▶ [Objective]: Can you switch each "Screen reader accessibility mode" in the records to "Assistive reading mode" and give every line back with nothing else altered?

[Coordinate annotation entries]
----------------------------------------

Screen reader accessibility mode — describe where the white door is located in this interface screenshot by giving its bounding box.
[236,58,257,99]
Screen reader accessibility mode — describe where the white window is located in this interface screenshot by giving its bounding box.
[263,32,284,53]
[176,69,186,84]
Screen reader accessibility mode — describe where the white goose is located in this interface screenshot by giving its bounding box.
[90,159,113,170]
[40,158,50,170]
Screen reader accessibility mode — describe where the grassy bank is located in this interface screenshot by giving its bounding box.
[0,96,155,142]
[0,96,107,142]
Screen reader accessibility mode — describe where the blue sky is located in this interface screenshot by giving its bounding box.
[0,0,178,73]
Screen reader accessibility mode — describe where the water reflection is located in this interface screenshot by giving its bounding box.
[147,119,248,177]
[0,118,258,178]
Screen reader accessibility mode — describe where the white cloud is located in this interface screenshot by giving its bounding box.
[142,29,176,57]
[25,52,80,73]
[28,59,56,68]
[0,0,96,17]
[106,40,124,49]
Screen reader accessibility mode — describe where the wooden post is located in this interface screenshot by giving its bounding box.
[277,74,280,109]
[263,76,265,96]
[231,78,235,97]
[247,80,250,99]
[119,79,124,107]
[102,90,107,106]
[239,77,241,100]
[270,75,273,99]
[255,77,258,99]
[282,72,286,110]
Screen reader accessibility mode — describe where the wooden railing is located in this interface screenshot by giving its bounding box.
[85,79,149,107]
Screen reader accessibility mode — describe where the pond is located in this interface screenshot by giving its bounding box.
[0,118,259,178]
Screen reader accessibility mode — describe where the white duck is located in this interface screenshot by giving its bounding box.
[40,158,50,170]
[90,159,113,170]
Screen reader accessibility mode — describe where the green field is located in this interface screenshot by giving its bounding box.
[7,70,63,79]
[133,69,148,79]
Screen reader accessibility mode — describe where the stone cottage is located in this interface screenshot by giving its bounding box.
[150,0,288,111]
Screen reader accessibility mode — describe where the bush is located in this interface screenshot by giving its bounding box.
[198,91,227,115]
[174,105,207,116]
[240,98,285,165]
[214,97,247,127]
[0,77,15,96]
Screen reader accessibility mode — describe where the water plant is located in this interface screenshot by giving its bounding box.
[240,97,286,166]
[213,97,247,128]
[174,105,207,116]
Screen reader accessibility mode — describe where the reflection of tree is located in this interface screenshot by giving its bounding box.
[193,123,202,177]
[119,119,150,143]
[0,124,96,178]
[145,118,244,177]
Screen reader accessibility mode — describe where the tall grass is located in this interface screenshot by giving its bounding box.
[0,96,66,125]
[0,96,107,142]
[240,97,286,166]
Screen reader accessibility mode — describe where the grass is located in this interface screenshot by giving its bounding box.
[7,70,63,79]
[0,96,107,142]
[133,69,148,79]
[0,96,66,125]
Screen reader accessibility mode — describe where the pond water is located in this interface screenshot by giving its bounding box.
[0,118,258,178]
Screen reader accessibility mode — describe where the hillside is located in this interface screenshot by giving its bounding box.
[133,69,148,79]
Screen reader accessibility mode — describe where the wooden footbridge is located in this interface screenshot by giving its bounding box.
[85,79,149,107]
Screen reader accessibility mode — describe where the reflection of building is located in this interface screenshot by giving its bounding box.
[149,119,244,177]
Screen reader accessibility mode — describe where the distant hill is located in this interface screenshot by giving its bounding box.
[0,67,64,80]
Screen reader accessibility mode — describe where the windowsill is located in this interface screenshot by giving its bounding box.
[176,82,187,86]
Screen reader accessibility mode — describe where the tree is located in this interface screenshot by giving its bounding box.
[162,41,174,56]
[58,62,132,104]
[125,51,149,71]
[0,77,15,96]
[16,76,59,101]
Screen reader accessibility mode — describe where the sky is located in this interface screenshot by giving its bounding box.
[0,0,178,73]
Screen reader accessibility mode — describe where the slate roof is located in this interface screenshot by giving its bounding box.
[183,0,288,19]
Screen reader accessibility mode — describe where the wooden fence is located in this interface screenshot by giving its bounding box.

----------------------------------------

▶ [Solution for this exercise]:
Assistive reading mode — describe where the white door is located in this interface screenshot by giving its bounding box.
[236,58,257,99]
Assistive reading mode — describe where the white window is located in this interface screenshot by giving its bounding box.
[263,32,284,53]
[176,69,186,84]
Assistive reading mode — describe where the white goose is located in this interface screenshot by giving its bounding box.
[90,159,113,170]
[40,158,50,170]
Assistive reading mode — describe where the grassy bank is located in this interface screenshot by giving its bounding box.
[0,96,155,142]
[0,96,107,142]
Assistive reading mode — describe where the blue sky is located in this interface screenshot by giving its bounding box.
[0,0,178,73]
Assistive reading mode — describe where the water reflection is located in this interface screenshot by giving its bounding box.
[147,119,248,177]
[0,118,258,178]
Assistive reading mode — describe where the white cloud is located in this interface screenshot by giving its bounding box.
[142,29,176,57]
[25,52,80,73]
[28,59,56,68]
[0,0,96,17]
[106,40,124,49]
Assistive reading mode — describe where the wooden post is located in this interface screenshot by giving its bounding box.
[277,74,280,109]
[263,76,265,96]
[231,78,235,97]
[247,80,250,99]
[119,79,124,107]
[102,90,107,106]
[239,77,241,100]
[270,75,273,99]
[255,77,258,99]
[282,72,286,110]
Assistive reading mode — describe where the wooden railing is located in this interface screenshot by giving its bounding box.
[85,79,149,107]
Assistive reading mode — describe where the pond is located in this interface screenshot by giving its bounding box.
[0,118,259,178]
Assistive reading mode — describe where the white duck is located in this interface screenshot by giving its bounding box.
[40,158,50,170]
[90,159,113,170]
Assistive reading mode — describe where the green field is located in this interface screenshot by giving its bounding box.
[7,70,63,79]
[133,69,148,79]
Assistive reading mode — describe where the stone cottage is located in this interface screenshot by giving its bounding box.
[150,0,288,111]
Assistive reading mode — describe where the bush is located in this interface screenshot by giving its bounding box.
[198,91,227,115]
[174,105,207,116]
[240,98,285,165]
[214,97,247,127]
[0,77,15,96]
Assistive reading mode — describe where the water plant is located in this interface screenshot by giving its bounding box.
[240,97,286,166]
[213,97,247,128]
[174,105,207,116]
Assistive reading mode — describe where the reflection of tree is located in this interface screenshot by giving its bounding box.
[193,123,202,177]
[119,119,150,143]
[0,124,96,178]
[145,118,244,177]
Assistive reading mode — describe where the tall grass is located in this interface screenshot by giving its bounding box.
[0,96,66,125]
[0,96,107,142]
[240,97,286,166]
Assistive reading mode — describe where the grass is located in this interface screenshot by giving its bounding box.
[7,70,63,79]
[0,96,107,142]
[133,69,148,79]
[0,96,66,125]
Assistive reading mode — describe where the pond water is located in this interface screenshot by giving its bounding box.
[0,118,258,178]
Assistive reading mode — describe where the hillside is located in this interface screenshot by giving its bounding box.
[133,69,148,79]
Assistive reading mode — describe where the wooden footbridge is located in this interface screenshot by giving its bounding box.
[85,79,149,107]
Assistive reading mode — describe where the reflection of building is located in this interface screenshot by giving its bounding box.
[149,119,244,177]
Assistive reading mode — describe where the distant hill is located in this interface screenshot by giving its bounding box.
[0,67,64,80]
Assistive reading mode — describe where the windowsill is located in this interface screenshot by giving its bounding box.
[176,82,187,86]
Assistive reading mode — describe where the tree is located in this interface screenshot by giving its bounding box.
[162,41,174,56]
[58,62,132,104]
[125,51,149,71]
[0,77,15,96]
[16,76,59,101]
Assistive reading mode — describe where the sky is located in this interface screenshot by giving its bounding box.
[0,0,178,73]
Assistive reading mode — describe where the slate roof is located in this interface screenshot by giving its bounding box.
[183,0,288,19]
Assistive reading mode — describe where the wooden fence is located in this interface screenshot by giving its bounding box.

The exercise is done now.